The fact that plaintiff was not told how long he would remain at CSP does not preclude qualified immunity. Even if the indeterminacy of plaintiff's confinement at CSP weighed in his favor, Tenth Circuit case law is clear that no single DiMarco factor is dispositive, see Rezaq, 677 F.3d at 1012; see also Marshall v. Ormand, 572 F. App'x 659, 662 (10th Cir. 2014) (unpublished) (finding that the DiMarco factors did not show plaintiff's confinement in maximum security housing created a protected liberty interest, even though fourth DiMarco factor might have weighed in his favor), and plaintiff does not cite any cases finding a protected liberty interest based on circumstances similar to those presented here.
The Tenth Circuit has suggested, albeit in an unpublished decision, that confinement for a period of over three years is not indicative of an indeterminate placement. See McAdams, 561 F. App'x at 722. While McAdams is not controlling, "an unpublished opinion can demonstrate that the law was not clearly established at the time the opinion was issued." Grissom, 902 F.3d at 1170.
● ● ●
Print word for word the section of the qualified immunity passage that begins at "The Tenth Circuit" and stops after "F.3d at 1170.".

**Data lines:**
● ● ●
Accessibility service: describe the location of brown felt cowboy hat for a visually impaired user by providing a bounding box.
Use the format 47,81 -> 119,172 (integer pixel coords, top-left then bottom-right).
● ● ●
**Answer:**
The Tenth Circuit has suggested, albeit in an unpublished decision, that confinement for a period of over three years is not indicative of an indeterminate placement. See McAdams, 561 F. App'x at 722. While McAdams is not controlling, "an unpublished opinion can demonstrate that the law was not clearly established at the time the opinion was issued." Grissom, 902 F.3d at 1170.